___ STORED RECORDS
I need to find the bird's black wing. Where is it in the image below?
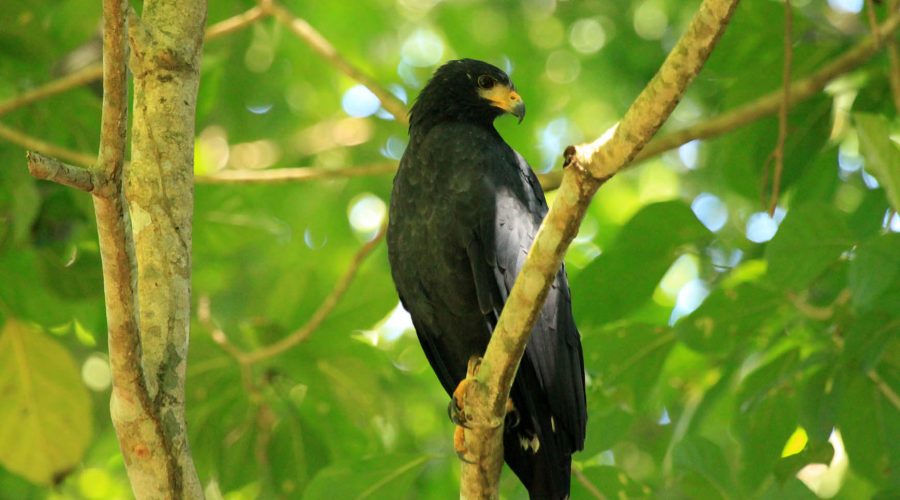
[468,144,586,452]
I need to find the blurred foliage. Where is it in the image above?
[0,0,900,499]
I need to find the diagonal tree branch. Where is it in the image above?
[0,6,267,120]
[461,0,739,499]
[769,0,796,217]
[541,10,900,189]
[25,151,99,193]
[204,5,268,42]
[194,162,397,184]
[0,64,103,115]
[0,124,97,168]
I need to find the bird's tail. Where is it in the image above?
[503,428,572,500]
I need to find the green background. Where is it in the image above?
[0,0,900,499]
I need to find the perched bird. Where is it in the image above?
[387,59,587,499]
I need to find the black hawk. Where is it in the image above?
[387,59,587,499]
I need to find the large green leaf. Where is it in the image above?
[675,283,784,354]
[582,324,675,408]
[0,317,91,484]
[572,201,711,326]
[837,367,900,486]
[672,436,737,498]
[303,455,431,500]
[766,203,853,290]
[571,465,651,498]
[853,113,900,211]
[734,350,799,490]
[850,233,900,310]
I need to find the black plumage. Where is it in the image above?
[387,59,587,499]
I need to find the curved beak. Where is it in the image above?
[478,85,525,123]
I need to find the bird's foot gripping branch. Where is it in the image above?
[461,0,739,498]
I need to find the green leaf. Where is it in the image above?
[766,203,853,290]
[775,441,834,483]
[571,465,651,498]
[0,317,91,484]
[675,283,783,354]
[582,324,675,408]
[734,350,799,489]
[850,233,900,309]
[853,113,900,210]
[672,436,737,498]
[303,455,431,500]
[838,368,900,486]
[572,201,711,326]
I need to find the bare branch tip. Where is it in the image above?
[25,151,95,193]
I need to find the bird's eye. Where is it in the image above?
[478,75,497,89]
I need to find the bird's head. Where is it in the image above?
[410,59,525,135]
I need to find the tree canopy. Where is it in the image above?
[0,0,900,498]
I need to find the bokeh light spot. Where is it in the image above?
[81,354,112,392]
[348,193,387,238]
[341,85,381,118]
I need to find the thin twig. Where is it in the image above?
[769,0,796,216]
[866,370,900,411]
[572,469,606,500]
[210,224,387,366]
[0,64,103,115]
[25,151,95,193]
[194,162,397,184]
[0,124,97,168]
[204,5,267,42]
[261,1,409,125]
[0,6,266,119]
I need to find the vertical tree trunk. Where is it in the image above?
[120,0,206,498]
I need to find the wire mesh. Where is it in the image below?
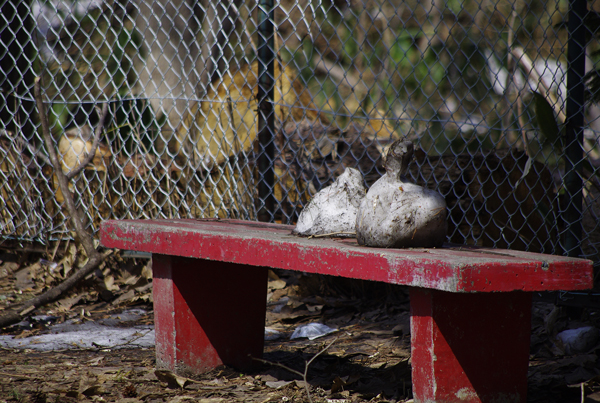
[0,0,600,272]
______
Copy out every row above word for word, but leave out the pictures.

I need to find the bird's black wing. Where is it in the image below?
[468,144,586,452]
I need to find the blurred foliage. Where is it in the image above?
[0,0,900,499]
I need to find the diagonal tree branch. Where is it in the image above?
[0,6,267,120]
[461,0,739,499]
[769,0,796,217]
[541,10,900,189]
[25,151,99,193]
[204,5,268,42]
[194,162,397,184]
[0,64,103,115]
[0,124,97,168]
I need to find the bird's tail. Where is it in the image above?
[503,428,572,500]
I need to find the green background. Where is it in the image above?
[0,0,900,499]
I need to find the perched bird. Where is it in the image above?
[387,59,587,499]
I need to find the black hawk. Where is it in the image above?
[387,59,587,499]
I need to find the large green leaf. Where is it in the image above?
[675,283,784,354]
[582,324,675,408]
[0,317,91,484]
[572,201,711,326]
[837,367,900,486]
[672,436,737,498]
[303,455,431,500]
[766,203,853,290]
[571,465,651,498]
[853,113,900,211]
[734,350,799,490]
[850,233,900,310]
I need to find the black plumage. Where is it in the image above?
[387,59,587,499]
I need to find the curved beak. Where is it in the image above?
[478,85,525,123]
I need to find the bird's foot gripping branch. Where is it in the image above?
[461,0,739,498]
I need to find the green leaf. Where is it in the image above?
[766,203,853,290]
[775,441,834,483]
[571,465,651,498]
[0,317,91,484]
[675,283,783,354]
[582,324,675,408]
[734,350,799,489]
[850,233,900,309]
[853,113,900,210]
[672,436,737,498]
[303,455,431,500]
[838,368,900,486]
[572,201,711,326]
I need to find the bare branch tip. Where is it in the image above?
[25,151,95,193]
I need to find the bird's eye. Where is it in the image above?
[478,75,497,89]
I need to find the bird's head. Where is it in the image above?
[410,59,525,135]
I need to find the tree canopy. Where is it in the image above?
[0,0,900,498]
I need to find the bokeh light spot. Where is it in the image above?
[81,354,112,392]
[348,193,387,238]
[341,85,381,118]
I need to find the thin twig. Where is it in the image above?
[769,0,796,216]
[866,370,900,411]
[572,469,606,500]
[210,224,387,366]
[0,64,103,115]
[25,151,95,193]
[194,162,397,184]
[0,124,97,168]
[204,5,267,42]
[261,1,409,125]
[0,6,266,119]
I need to find the vertical tree trunk. Where is it in the image above?
[120,0,206,498]
I need to find the wire mesh. Where is it in the image below?
[0,0,600,272]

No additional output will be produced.